* DATA PROVIDED:
- - - - - - -
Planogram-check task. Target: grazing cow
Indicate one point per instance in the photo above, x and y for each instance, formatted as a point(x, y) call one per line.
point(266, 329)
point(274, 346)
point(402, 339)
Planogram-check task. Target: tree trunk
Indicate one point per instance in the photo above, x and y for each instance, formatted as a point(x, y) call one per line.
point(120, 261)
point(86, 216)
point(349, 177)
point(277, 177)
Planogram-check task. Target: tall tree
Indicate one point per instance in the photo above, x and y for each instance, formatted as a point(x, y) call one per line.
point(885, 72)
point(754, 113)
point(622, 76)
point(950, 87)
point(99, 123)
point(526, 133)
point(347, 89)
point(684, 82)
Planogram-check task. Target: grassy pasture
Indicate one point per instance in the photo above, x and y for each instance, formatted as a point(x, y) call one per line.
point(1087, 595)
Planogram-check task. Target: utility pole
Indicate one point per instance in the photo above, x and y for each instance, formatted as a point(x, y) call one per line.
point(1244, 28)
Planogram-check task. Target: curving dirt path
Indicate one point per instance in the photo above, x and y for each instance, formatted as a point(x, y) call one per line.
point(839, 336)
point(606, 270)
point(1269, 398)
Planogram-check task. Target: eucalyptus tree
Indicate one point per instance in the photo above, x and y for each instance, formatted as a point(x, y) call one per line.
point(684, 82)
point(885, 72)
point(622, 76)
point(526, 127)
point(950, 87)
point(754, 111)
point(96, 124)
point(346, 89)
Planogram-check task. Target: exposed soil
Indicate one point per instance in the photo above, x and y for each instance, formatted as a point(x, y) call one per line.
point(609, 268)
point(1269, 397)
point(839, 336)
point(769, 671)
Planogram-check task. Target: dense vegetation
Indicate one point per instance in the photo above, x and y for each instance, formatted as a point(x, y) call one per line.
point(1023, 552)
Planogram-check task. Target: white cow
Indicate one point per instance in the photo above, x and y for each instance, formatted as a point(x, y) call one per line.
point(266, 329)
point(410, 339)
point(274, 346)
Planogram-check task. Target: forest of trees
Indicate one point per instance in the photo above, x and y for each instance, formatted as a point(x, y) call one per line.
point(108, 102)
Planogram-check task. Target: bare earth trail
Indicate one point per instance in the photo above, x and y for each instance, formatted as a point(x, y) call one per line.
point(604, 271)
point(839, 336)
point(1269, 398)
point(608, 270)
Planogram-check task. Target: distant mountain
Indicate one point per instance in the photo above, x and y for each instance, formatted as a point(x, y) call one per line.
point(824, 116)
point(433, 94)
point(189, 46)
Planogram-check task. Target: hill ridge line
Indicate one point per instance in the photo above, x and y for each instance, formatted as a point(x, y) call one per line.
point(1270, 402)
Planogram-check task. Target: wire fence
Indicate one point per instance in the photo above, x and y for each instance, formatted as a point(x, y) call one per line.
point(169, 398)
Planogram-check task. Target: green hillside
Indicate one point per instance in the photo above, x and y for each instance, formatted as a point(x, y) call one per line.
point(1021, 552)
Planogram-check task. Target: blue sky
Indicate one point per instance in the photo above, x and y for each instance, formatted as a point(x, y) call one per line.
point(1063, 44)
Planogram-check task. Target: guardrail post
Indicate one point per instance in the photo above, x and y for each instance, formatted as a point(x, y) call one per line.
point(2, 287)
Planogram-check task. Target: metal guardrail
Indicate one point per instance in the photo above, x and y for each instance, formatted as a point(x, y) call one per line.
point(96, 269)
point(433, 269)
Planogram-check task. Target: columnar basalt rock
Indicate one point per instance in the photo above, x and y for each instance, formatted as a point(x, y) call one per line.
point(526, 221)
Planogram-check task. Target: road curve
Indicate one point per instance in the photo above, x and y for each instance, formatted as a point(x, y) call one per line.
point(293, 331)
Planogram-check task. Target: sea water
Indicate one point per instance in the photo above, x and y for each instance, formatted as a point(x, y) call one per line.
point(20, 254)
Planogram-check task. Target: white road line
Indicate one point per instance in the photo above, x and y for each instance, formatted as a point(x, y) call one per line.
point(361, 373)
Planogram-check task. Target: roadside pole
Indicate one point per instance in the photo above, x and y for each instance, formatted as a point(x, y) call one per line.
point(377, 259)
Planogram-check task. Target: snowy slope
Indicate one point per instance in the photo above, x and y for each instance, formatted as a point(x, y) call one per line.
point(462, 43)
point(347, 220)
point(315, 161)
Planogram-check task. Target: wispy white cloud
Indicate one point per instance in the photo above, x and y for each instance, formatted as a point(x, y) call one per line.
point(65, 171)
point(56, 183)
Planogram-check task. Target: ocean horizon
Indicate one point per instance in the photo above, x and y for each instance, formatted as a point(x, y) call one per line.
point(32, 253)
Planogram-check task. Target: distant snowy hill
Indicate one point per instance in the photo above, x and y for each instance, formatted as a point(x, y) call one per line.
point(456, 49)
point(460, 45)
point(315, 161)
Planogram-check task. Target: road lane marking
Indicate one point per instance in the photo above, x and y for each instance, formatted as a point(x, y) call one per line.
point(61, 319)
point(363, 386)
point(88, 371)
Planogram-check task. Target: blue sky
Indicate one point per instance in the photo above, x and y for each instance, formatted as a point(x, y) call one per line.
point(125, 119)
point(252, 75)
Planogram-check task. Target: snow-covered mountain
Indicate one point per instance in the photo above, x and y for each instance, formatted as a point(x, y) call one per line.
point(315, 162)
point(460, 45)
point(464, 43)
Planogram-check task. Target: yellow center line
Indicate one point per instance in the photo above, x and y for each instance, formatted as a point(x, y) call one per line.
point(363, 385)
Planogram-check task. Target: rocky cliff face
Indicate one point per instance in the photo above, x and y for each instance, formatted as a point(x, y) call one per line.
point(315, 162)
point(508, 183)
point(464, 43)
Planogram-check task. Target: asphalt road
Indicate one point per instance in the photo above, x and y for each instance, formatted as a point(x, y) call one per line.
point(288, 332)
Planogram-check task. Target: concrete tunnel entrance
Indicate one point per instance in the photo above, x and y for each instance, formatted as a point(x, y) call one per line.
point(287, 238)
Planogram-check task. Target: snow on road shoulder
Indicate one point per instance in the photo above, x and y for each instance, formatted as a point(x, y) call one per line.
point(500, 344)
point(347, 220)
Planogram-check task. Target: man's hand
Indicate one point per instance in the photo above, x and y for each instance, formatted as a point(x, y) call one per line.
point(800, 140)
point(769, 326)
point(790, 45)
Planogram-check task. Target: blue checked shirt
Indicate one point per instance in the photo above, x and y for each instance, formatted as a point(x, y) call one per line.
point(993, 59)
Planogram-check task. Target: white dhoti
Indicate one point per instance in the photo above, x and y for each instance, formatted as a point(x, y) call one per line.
- - - - - - -
* TASK REQUIREMENTS:
Could you recast the records above as a JSON list of strings, one string per line, with blank lines omitted?

* EXPECTED ANSWER:
[
  "Planogram-check task. Target: grazing cow",
  "Indicate one point per instance in the photo above, x and y for each instance, formatted as a point(x, y) call one per line.",
  "point(266, 329)",
  "point(274, 346)",
  "point(402, 339)",
  "Planogram-check task. Target: tree trunk",
  "Indicate one point per instance in the photo above, x and y for each instance, formatted as a point(x, y) call one per line.",
  "point(120, 261)",
  "point(86, 216)",
  "point(349, 177)",
  "point(277, 177)",
  "Planogram-check task. Target: tall tree",
  "Indicate one point per instance in the photo above, x and y for each instance, formatted as a point(x, y) call one per line.",
  "point(885, 72)",
  "point(754, 113)",
  "point(622, 76)",
  "point(950, 87)",
  "point(99, 123)",
  "point(526, 133)",
  "point(347, 89)",
  "point(684, 82)",
  "Planogram-check task. Target: grassy pasture",
  "Indicate one point per instance in the photo above, x and y for each instance, formatted as a point(x, y) call one per line.",
  "point(1087, 595)",
  "Planogram-check task. Target: utility pole",
  "Indicate one point per instance in the photo above, x and y for each instance, formatted as a point(x, y) call one per line.",
  "point(1244, 28)",
  "Planogram-check task. Target: curving dirt path",
  "Indicate one point per instance in the photo above, x and y for each instance, formatted as a point(x, y) call one per line.",
  "point(839, 336)",
  "point(606, 270)",
  "point(1269, 398)",
  "Planogram-check task. Target: eucalyptus tree",
  "Indicate one point per instance in the photo above, x and y for each instance, formatted as a point(x, y) call one per line.",
  "point(684, 82)",
  "point(885, 72)",
  "point(622, 76)",
  "point(526, 127)",
  "point(950, 87)",
  "point(754, 111)",
  "point(96, 124)",
  "point(346, 89)",
  "Planogram-check task. Target: exposed soil",
  "Indicate one point per instance in the photo above, x and y for each instance, formatted as a point(x, y) call one per line.",
  "point(609, 268)",
  "point(1269, 397)",
  "point(839, 336)",
  "point(769, 671)",
  "Planogram-check task. Target: dense vegetation",
  "Indicate one point per instance in the photo above, x and y for each instance, formatted as a point(x, y) call one per line.",
  "point(1023, 552)",
  "Planogram-check task. Target: white cow",
  "Indicate one point per instance in the photo above, x and y for each instance, formatted as a point(x, y) call one per line.",
  "point(266, 329)",
  "point(410, 339)",
  "point(274, 346)",
  "Planogram-check task. Target: forest of trees",
  "Indicate one point per instance in the photo above, x and y for each instance, formatted as a point(x, y) call one per line.",
  "point(108, 102)",
  "Planogram-check task. Target: bare earth trail",
  "Indicate one point per instance in the photo above, x and y for each instance, formatted as a point(x, y) call one per line.",
  "point(604, 271)",
  "point(839, 336)",
  "point(1269, 398)",
  "point(608, 270)",
  "Planogram-check task. Target: distant mountain",
  "Indicate one point per instance in the photo above, x and y for each instance, formatted as a point(x, y) call one per line.",
  "point(824, 116)",
  "point(433, 94)",
  "point(189, 46)",
  "Planogram-check task. Target: hill ridge line",
  "Indicate one point per instance in the photo above, x and y for each instance, formatted as a point(x, y) call one per line.",
  "point(1270, 402)",
  "Planogram-check task. Target: wire fence",
  "Indicate one point per instance in the photo above, x and y for each instance, formatted as a point(x, y) call one per line.",
  "point(169, 398)",
  "Planogram-check task. Target: green hillside",
  "Indicate one point per instance in the photo above, x and y for each instance, formatted as a point(x, y) call one per line.",
  "point(1021, 552)",
  "Planogram-check task. Target: blue sky",
  "Indicate one point per instance in the photo above, x and y for each instance, formatted as a point(x, y) call one per line.",
  "point(1063, 44)",
  "Planogram-check task. Target: guardrail post",
  "Indicate one point per instance in the photo above, x and y for each instance, formatted as a point(x, y) call one per line.",
  "point(2, 287)",
  "Planogram-check task. Target: metal guardrail",
  "Indicate one point per instance in the photo above, x and y for each instance, formatted as a point(x, y) call one per line.",
  "point(96, 269)",
  "point(433, 269)",
  "Planogram-check task. Target: columnar basalt rock",
  "Indicate one point per instance in the photo above, x and y for each instance, formatted as a point(x, y) call one per line.",
  "point(526, 221)",
  "Planogram-check task. Target: road curve",
  "Indicate one point per instance in the photo above, x and y for each instance, formatted as a point(x, y) call one per line.",
  "point(293, 331)",
  "Planogram-check task. Target: sea water",
  "Indicate one point per instance in the photo above, x and y for each instance, formatted as a point(x, y) call one per line.",
  "point(20, 254)",
  "Planogram-check task. Target: white road line",
  "Indicate one point per instance in the photo above, x and y for each instance, formatted as a point(x, y) call one per line.",
  "point(361, 373)",
  "Planogram-check task. Target: roadside pole",
  "Indicate one point per instance in the photo above, x and y for each instance, formatted as a point(x, y) call one per line.",
  "point(377, 259)",
  "Planogram-check task. Target: snowy slope",
  "Indicate one point per instance in the photo above, x and y for each instance, formatted as a point(x, y) call one per line.",
  "point(462, 43)",
  "point(347, 220)",
  "point(315, 161)",
  "Planogram-check task. Target: wispy white cloud",
  "Indicate one point per instance in the photo above, x and y for each instance, formatted as a point(x, y) call one per line.",
  "point(65, 171)",
  "point(56, 183)",
  "Planogram-check task. Target: ocean horizon",
  "Indicate one point per instance in the photo above, x and y for each instance, formatted as a point(x, y) call one per line.",
  "point(32, 253)",
  "Planogram-check task. Target: distant snowy hill",
  "Indicate one point per instance in the photo above, x and y for each instance, formatted as a point(x, y) call one per line.",
  "point(456, 49)",
  "point(460, 45)",
  "point(315, 161)",
  "Planogram-check task. Target: road lane marking",
  "Indicate one point per instance in the photo above, x and y for each instance, formatted as a point(x, y) call one per line.",
  "point(61, 319)",
  "point(363, 386)",
  "point(88, 371)",
  "Planogram-check task. Target: blue sky",
  "Indicate one point per instance in the photo above, x and y for each instance, formatted as a point(x, y) call one per line.",
  "point(125, 119)",
  "point(252, 75)",
  "Planogram-check task. Target: snow-covered mountain",
  "Indicate one point per instance in the photo above, x and y for each instance, formatted as a point(x, y) call one per line.",
  "point(315, 162)",
  "point(460, 45)",
  "point(464, 43)",
  "Planogram-check task. Target: yellow center line",
  "Indicate one point per instance in the photo above, x and y for each instance, formatted as a point(x, y) call one per line.",
  "point(363, 385)",
  "Planogram-check task. Target: rocky cliff face",
  "Indicate one point per instance in the photo above, x and y for each instance, formatted as a point(x, y) call one per line.",
  "point(315, 162)",
  "point(508, 183)",
  "point(464, 43)",
  "Planogram-check task. Target: asphalt road",
  "Indicate one point per instance in the photo above, x and y for each instance, formatted as a point(x, y) call one per line.",
  "point(288, 332)",
  "Planogram-check task. Target: concrete tunnel entrance",
  "Indicate one point per instance in the photo above, x and y for each instance, formatted as a point(x, y) call one per line.",
  "point(287, 238)",
  "Planogram-check task. Target: snow on road shoulder",
  "Indicate one point per instance in the photo above, x and y for each instance, formatted as a point(x, y) call one per line.",
  "point(500, 344)",
  "point(347, 220)",
  "Planogram-check task. Target: man's hand",
  "Indicate one point per instance in the photo above, x and y for each instance, formatted as a point(x, y) call one per line.",
  "point(800, 140)",
  "point(769, 326)",
  "point(790, 45)",
  "Planogram-check task. Target: blue checked shirt",
  "Indicate one point per instance in the photo above, x and y for each instance, formatted as a point(x, y) call one per line.",
  "point(993, 59)",
  "Planogram-check task. Target: white dhoti",
  "Indicate one point per instance in the photo above, x and y for each instance, formatted as a point(x, y) call one per line."
]